> **Prompt**
Send back all of the records, each one exactly as written.

*** Begin section ***

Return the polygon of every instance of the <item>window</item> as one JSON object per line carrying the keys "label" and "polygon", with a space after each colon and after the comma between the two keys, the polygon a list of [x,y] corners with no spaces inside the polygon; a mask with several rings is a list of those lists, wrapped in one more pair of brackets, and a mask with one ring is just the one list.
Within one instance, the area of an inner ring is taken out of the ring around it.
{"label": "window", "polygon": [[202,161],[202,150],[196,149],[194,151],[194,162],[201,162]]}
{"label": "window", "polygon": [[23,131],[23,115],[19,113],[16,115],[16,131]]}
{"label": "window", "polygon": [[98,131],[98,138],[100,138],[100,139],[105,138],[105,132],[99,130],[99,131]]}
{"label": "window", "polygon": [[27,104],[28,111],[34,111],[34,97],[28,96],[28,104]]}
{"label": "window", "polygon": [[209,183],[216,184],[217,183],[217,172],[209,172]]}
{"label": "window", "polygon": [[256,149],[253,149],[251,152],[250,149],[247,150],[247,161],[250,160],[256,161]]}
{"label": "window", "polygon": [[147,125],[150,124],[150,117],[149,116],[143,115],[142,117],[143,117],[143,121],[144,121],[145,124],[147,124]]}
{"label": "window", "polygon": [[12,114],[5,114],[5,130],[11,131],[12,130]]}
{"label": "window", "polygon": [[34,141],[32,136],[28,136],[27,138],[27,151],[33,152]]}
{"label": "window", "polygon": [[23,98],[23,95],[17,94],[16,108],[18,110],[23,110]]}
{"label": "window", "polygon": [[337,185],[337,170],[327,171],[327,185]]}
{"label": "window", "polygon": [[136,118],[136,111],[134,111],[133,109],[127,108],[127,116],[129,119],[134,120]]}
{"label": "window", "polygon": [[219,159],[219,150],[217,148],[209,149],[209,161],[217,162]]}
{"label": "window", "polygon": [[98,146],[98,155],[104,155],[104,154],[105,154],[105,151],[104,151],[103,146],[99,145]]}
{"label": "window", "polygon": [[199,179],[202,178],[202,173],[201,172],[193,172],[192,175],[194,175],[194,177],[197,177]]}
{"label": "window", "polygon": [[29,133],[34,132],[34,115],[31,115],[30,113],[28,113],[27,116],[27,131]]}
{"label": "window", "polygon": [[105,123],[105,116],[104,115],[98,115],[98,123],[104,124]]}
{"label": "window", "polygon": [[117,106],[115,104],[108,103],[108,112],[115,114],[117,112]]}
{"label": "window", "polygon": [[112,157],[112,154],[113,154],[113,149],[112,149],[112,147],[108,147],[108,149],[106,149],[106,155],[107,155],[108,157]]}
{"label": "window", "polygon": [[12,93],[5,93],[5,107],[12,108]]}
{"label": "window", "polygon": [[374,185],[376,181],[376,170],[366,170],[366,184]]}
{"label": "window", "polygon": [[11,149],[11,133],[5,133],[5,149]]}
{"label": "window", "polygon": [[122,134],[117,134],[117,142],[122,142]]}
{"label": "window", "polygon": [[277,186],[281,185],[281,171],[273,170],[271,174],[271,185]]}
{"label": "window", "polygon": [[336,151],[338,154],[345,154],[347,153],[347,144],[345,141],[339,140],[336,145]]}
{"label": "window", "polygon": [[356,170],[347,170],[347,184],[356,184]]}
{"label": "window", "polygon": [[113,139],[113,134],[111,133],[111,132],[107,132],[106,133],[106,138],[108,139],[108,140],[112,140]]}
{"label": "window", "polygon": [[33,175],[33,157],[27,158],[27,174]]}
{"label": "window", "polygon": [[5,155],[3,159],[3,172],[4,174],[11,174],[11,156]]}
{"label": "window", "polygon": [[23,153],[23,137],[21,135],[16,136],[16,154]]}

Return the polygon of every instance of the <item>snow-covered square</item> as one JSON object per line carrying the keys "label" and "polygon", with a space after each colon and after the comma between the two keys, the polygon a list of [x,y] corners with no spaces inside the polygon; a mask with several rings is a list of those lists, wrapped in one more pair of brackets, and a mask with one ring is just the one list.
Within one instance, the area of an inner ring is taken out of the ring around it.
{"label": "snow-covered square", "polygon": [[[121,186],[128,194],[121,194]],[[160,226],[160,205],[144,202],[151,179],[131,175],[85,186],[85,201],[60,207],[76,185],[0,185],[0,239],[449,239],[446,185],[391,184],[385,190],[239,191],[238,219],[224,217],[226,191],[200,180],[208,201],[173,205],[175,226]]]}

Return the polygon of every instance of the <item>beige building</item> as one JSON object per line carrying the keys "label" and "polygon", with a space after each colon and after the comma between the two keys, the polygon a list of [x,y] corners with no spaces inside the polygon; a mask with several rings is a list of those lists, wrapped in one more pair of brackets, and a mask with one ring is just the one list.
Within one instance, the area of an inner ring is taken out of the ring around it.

*** End section ***

> **Answer to this problem**
Return the polygon of every instance of the <item>window</item> as one JSON object per line carrying the keys "label" and "polygon", with a space after each colon and after the comma between the two keys, the polygon a list of [x,y] corners with no spaces inside the polygon; a mask with several rings is a list of those lists, wrapped in one more pair of brackets, and a mask with one ring is just the one list.
Within one instance, the area of an inner ring is taken out of the ring around it.
{"label": "window", "polygon": [[202,161],[202,150],[196,149],[194,151],[194,162],[201,162]]}
{"label": "window", "polygon": [[23,131],[23,115],[19,113],[16,115],[16,131]]}
{"label": "window", "polygon": [[98,131],[98,138],[100,138],[100,139],[105,138],[105,132],[99,130],[99,131]]}
{"label": "window", "polygon": [[27,104],[28,111],[34,111],[34,97],[28,96],[28,104]]}
{"label": "window", "polygon": [[209,183],[216,184],[217,183],[217,172],[209,172]]}
{"label": "window", "polygon": [[256,149],[253,149],[251,152],[250,149],[247,150],[247,161],[250,160],[256,161]]}
{"label": "window", "polygon": [[147,125],[150,124],[150,117],[149,116],[143,115],[142,117],[143,117],[143,121],[144,121],[145,124],[147,124]]}
{"label": "window", "polygon": [[12,114],[5,114],[5,130],[11,131],[12,130]]}
{"label": "window", "polygon": [[34,141],[32,136],[28,136],[27,138],[27,151],[33,152]]}
{"label": "window", "polygon": [[23,98],[23,95],[17,94],[16,108],[18,110],[23,110]]}
{"label": "window", "polygon": [[337,185],[337,170],[327,171],[327,185]]}
{"label": "window", "polygon": [[136,118],[136,111],[134,111],[133,109],[127,108],[127,116],[129,119],[134,120]]}
{"label": "window", "polygon": [[219,159],[219,150],[217,148],[209,149],[209,161],[217,162]]}
{"label": "window", "polygon": [[98,146],[98,155],[104,155],[104,154],[105,154],[105,151],[104,151],[103,146],[99,145]]}
{"label": "window", "polygon": [[199,179],[202,178],[202,173],[201,172],[193,172],[192,175],[194,175],[194,177],[197,177]]}
{"label": "window", "polygon": [[29,133],[34,132],[34,115],[31,115],[30,113],[28,113],[27,116],[27,131]]}
{"label": "window", "polygon": [[105,123],[105,116],[104,115],[98,115],[98,123],[104,124]]}
{"label": "window", "polygon": [[117,106],[115,104],[108,103],[108,112],[115,114],[117,112]]}
{"label": "window", "polygon": [[112,157],[112,154],[113,154],[113,149],[112,149],[112,147],[108,147],[108,149],[106,149],[106,155],[107,155],[108,157]]}
{"label": "window", "polygon": [[12,93],[5,93],[5,107],[12,108]]}
{"label": "window", "polygon": [[374,185],[376,181],[376,170],[366,170],[366,184]]}
{"label": "window", "polygon": [[11,149],[11,133],[5,133],[5,149]]}
{"label": "window", "polygon": [[122,134],[117,134],[117,142],[122,142]]}
{"label": "window", "polygon": [[277,186],[281,185],[281,171],[273,170],[271,174],[271,185]]}
{"label": "window", "polygon": [[336,151],[338,154],[345,154],[347,153],[347,144],[345,141],[339,140],[336,145]]}
{"label": "window", "polygon": [[356,170],[347,170],[347,184],[356,184]]}
{"label": "window", "polygon": [[113,139],[113,134],[111,133],[111,132],[107,132],[106,133],[106,138],[108,139],[108,140],[112,140]]}
{"label": "window", "polygon": [[33,175],[33,157],[27,158],[27,174]]}
{"label": "window", "polygon": [[5,155],[3,159],[3,172],[4,174],[11,174],[11,156]]}
{"label": "window", "polygon": [[23,153],[23,137],[21,135],[16,136],[16,154]]}

Return the polygon of every instance of the <item>snow-covered square</item> as one JSON object per line carrying the keys "label" and "polygon", with a space after each colon and after the comma between the two keys, the polygon a list of [x,y] corners with no spaces inside the polygon; a mask with several rings is a list of those lists, wrapped in one more pair of brackets, and a mask with one ring is just the one list.
Within one instance, the area of an inner ring is taken out of the ring around it.
{"label": "snow-covered square", "polygon": [[[121,186],[128,194],[121,194]],[[160,226],[160,205],[144,202],[151,179],[131,175],[85,186],[85,201],[60,207],[76,185],[0,185],[0,239],[449,239],[446,185],[391,184],[385,190],[239,191],[238,219],[224,217],[226,191],[200,180],[208,201],[173,205],[175,226]]]}

Return the polygon of every instance of the <item>beige building</item> as one JSON object per line carrying the keys "label" and "polygon", with a space after each colon and after the comma between the two keys, the polygon a list of [x,y] corners with no spaces inside the polygon; a mask with several rings is a list of those lists, wrapped in one more pair of brackets, and a mask with one ring is just the one list.
Within one instance, the area of an inner ring is taken out of the ring around it.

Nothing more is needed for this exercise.